═════ DATA EXTRACT

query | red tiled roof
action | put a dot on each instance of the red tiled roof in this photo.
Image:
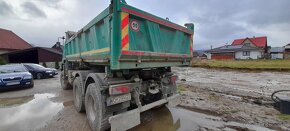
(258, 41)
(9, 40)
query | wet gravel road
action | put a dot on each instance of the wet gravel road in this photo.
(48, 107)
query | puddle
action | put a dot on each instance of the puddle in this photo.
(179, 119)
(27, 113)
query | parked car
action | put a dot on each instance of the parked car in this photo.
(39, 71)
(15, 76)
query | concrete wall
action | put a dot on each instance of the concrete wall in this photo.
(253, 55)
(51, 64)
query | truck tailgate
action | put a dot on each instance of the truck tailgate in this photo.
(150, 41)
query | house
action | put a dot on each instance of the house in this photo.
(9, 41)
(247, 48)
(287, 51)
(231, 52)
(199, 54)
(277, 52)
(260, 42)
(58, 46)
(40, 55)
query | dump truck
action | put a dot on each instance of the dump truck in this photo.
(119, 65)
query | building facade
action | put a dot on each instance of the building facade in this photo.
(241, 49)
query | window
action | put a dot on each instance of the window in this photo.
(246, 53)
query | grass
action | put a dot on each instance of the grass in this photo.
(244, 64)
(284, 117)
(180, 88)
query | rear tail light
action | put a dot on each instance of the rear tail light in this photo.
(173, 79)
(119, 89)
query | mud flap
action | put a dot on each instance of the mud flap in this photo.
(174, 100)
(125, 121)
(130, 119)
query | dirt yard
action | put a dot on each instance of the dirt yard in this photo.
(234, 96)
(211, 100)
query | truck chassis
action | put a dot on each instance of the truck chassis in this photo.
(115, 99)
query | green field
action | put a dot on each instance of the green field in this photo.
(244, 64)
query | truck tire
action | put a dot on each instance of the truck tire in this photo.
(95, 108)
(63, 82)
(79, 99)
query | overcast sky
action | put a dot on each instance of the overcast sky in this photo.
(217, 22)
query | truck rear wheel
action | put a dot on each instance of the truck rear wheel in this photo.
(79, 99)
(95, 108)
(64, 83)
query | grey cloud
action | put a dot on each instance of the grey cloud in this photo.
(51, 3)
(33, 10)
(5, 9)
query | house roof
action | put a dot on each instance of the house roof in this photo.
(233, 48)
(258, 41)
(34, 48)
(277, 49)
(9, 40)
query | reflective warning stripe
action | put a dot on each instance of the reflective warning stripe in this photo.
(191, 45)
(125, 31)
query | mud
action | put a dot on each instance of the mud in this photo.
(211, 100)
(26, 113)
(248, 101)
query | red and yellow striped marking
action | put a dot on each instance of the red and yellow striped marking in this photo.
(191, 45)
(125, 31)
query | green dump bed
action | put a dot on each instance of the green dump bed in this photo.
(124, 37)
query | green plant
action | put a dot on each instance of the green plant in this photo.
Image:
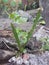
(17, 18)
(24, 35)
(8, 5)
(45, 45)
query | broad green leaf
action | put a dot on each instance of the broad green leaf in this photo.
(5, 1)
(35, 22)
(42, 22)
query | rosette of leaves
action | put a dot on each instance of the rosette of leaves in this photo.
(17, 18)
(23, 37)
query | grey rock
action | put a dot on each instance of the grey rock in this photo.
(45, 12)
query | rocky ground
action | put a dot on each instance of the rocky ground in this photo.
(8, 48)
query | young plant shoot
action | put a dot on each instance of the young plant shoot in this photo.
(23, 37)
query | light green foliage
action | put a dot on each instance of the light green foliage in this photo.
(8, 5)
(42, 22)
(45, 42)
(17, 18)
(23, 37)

══════════
═════ DATA EXTRACT

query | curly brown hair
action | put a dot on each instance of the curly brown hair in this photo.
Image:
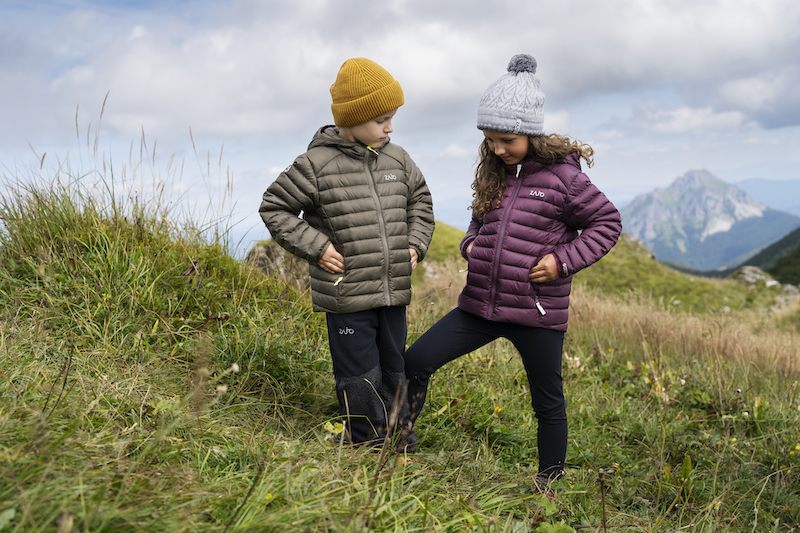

══════════
═════ DATA EXTRACT

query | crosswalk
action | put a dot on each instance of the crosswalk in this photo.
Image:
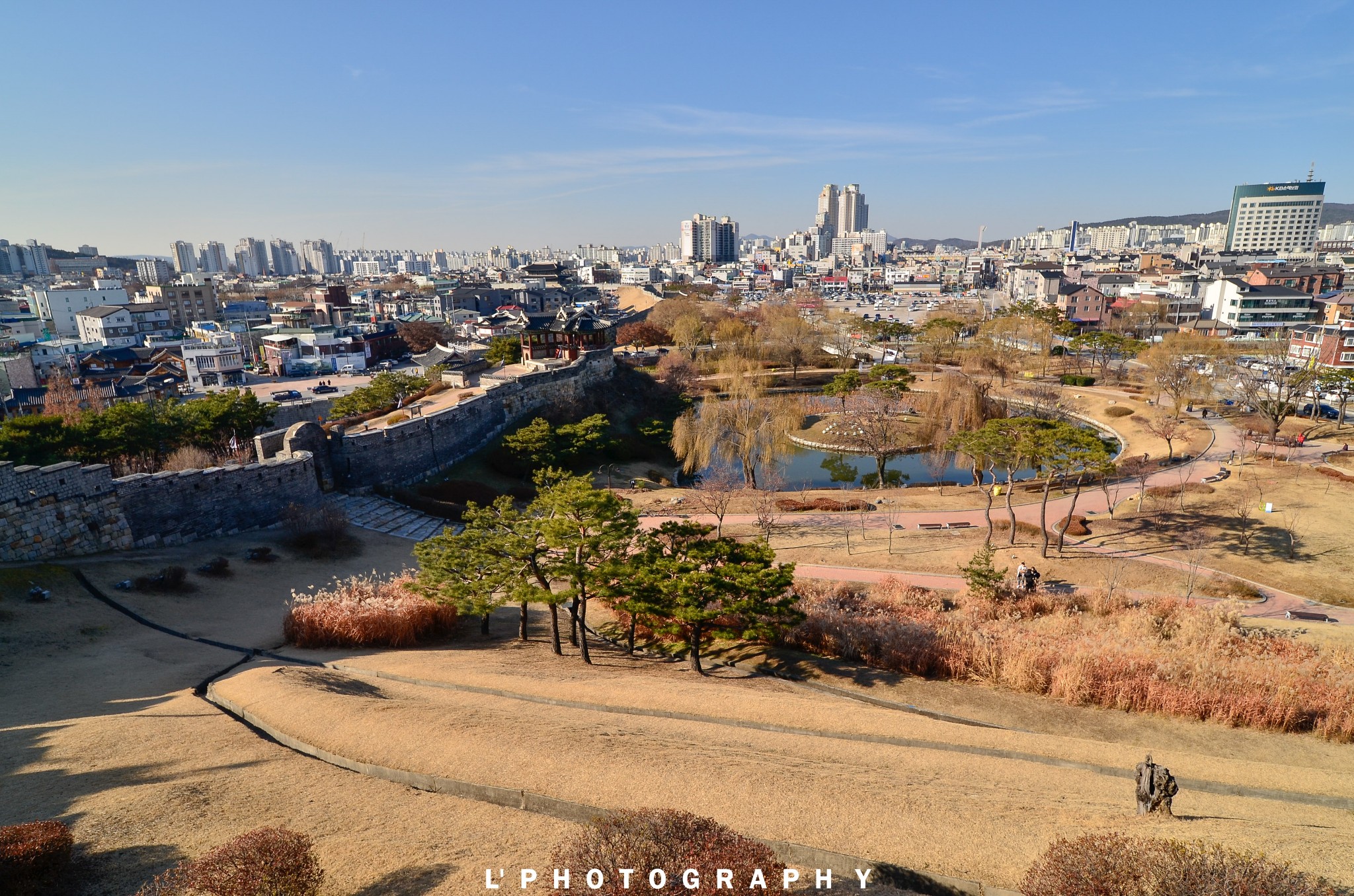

══════════

-- EXERCISE --
Return every line of the material above that contains the string "gravel".

-- RESPONSE TO THIS EXERCISE --
query | wet gravel road
action | put a dot on each instance of the wet gravel road in this photo.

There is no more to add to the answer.